Stated exercise ▸ Format every line of the material below as a JSON list of strings, one string per line, leaving out blank lines.

- - -

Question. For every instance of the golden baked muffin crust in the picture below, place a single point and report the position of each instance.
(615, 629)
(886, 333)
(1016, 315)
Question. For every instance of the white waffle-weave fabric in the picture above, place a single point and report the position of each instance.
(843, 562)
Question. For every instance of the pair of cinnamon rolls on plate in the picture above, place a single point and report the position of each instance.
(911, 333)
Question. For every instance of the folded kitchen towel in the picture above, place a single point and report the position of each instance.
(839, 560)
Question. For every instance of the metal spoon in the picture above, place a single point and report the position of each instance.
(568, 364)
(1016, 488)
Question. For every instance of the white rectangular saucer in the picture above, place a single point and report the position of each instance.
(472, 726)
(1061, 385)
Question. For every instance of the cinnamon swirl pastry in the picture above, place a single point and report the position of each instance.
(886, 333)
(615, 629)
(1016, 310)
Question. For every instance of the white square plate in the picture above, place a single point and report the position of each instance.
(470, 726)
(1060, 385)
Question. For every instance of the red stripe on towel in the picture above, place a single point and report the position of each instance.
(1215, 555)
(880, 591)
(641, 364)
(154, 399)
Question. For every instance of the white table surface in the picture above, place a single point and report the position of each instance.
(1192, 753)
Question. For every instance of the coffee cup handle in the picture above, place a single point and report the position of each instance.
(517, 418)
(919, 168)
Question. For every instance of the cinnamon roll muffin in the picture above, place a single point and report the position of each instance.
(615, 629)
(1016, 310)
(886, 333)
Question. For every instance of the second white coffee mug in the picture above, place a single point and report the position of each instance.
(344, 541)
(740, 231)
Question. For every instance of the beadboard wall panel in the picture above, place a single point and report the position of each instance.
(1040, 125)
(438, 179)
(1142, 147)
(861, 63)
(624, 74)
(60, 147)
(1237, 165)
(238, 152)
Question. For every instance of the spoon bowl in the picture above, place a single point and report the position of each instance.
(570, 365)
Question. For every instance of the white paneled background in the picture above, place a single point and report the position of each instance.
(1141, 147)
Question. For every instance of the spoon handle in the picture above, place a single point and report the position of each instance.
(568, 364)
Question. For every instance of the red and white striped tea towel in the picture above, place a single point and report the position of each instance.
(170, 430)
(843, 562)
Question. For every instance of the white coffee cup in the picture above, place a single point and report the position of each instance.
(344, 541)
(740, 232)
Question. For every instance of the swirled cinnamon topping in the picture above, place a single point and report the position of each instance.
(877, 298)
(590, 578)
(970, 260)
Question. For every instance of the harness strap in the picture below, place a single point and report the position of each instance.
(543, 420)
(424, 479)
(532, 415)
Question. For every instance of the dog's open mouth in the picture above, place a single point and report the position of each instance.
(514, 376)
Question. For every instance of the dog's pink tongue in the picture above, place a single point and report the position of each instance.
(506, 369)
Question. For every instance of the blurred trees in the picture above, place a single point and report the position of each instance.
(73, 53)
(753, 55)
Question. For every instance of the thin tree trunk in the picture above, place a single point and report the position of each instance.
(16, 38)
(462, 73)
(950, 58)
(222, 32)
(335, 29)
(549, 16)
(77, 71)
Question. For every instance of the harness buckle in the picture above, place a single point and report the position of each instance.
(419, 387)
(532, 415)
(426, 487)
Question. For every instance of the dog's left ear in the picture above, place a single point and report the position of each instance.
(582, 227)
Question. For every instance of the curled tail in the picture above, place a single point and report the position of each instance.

- - -

Result of this exercise ▸
[
  "Question. For every instance of the golden baked muffin crust in the picture below, place a single point and report the position of each instance.",
  "(615, 629)",
  "(886, 333)",
  "(1016, 315)",
  "Question. For every instance of the white waffle-weave fabric in the picture above, place a single point and report the position of each instance.",
  "(843, 562)",
  "Question. For every instance of the pair of cinnamon rolls on plate in the picture above, place a single point and report the position of each instance.",
  "(911, 333)",
  "Question. For every instance of the folded kitchen towel in the picture above, place a single point and report the position of each instance.",
  "(839, 560)",
  "Question. For every instance of the metal spoon in the picture above, place a single point and report the position of each instance.",
  "(568, 364)",
  "(1016, 488)",
  "Question. For every instance of the white rectangular saucer in the picture above, place a single point and report the position of each instance.",
  "(472, 726)",
  "(1061, 385)",
  "Question. For every instance of the cinnamon swirl pastry in the picture above, place a single point and report the position of each instance.",
  "(886, 333)",
  "(615, 629)",
  "(1016, 310)",
  "Question. For every instance of the white square plate in the picture above, place a single point and report the position of each instance.",
  "(470, 726)",
  "(1060, 385)",
  "Question. For every instance of the red stripe on towel in the picture above, place a single point and report the position of each instance.",
  "(1215, 555)",
  "(880, 591)",
  "(641, 364)",
  "(154, 399)",
  "Question. For every instance of the white table surface in the picture above, place a single point and report the position of each instance.",
  "(1192, 753)",
  "Question. For every instance of the coffee cup handle in the picture above, place a single point and report the position of each instance.",
  "(517, 418)",
  "(919, 168)",
  "Question. For every instance of the cinnamon roll muffin in the picture above, place a single point and report the position of each instance.",
  "(615, 629)",
  "(1016, 310)",
  "(886, 333)",
  "Question. For every instance of the second white coffee mug in the picture above, place a single point and report the position of each instance.",
  "(344, 541)",
  "(740, 231)",
  "Question. For every instance of the beadboard wall panel in the picture above, place a single point and report the position of each instance.",
  "(1040, 125)",
  "(438, 179)",
  "(1142, 147)",
  "(861, 63)",
  "(624, 74)",
  "(60, 147)",
  "(1237, 165)",
  "(238, 152)",
  "Question. For every instance of the spoon bowl in the picture above, place a single point and report the position of each instance.",
  "(570, 365)",
  "Question. For every instance of the white paneled background in the picture above, place a single point and report the position of each instance.",
  "(1141, 147)",
  "Question. For every instance of the spoon handle in the picture above, place a single point and report the position of each instance.",
  "(568, 364)",
  "Question. For every instance of the red and white striped tea towel in the picture above, place a single point and report the position of each instance.",
  "(170, 430)",
  "(843, 562)",
  "Question. For every instance of the white coffee cup in the picture above, place a single point and report the position of each instance.",
  "(344, 541)",
  "(740, 232)",
  "Question. For every instance of the swirled cinnamon topping in the picture above, place a single point and report the position of each instance.",
  "(877, 298)",
  "(590, 578)",
  "(970, 260)",
  "Question. For every instance of the harness strap in the picture below, place a single point and report the position of each instance.",
  "(543, 420)",
  "(424, 479)",
  "(532, 415)",
  "Question. For every instance of the dog's open mouth in the picture above, place a single point and report the position of each instance.",
  "(514, 376)",
  "Question. For every instance of the dog's pink tongue in the picture above, place a single point and report the position of each instance.",
  "(506, 369)",
  "Question. For every instance of the blurred trees in the picture above, place a single point and report the position of each instance.",
  "(73, 53)",
  "(753, 55)",
  "Question. For every instance of the thin tree trunk in the picture above, place a single point and report the position of each instance.",
  "(16, 38)",
  "(462, 73)",
  "(950, 58)",
  "(222, 32)",
  "(335, 29)",
  "(549, 16)",
  "(77, 71)",
  "Question. For every instance of the harness buckle in the picture above, place a single point and report the position of each instance.",
  "(419, 387)",
  "(532, 415)",
  "(426, 487)",
  "Question. For every instance of the dog's left ear in the picture above, place a single point and report the position of each instance.",
  "(582, 227)",
  "Question. For every instance of the curled tail in the picture above, place a single point and report the position of each instance."
]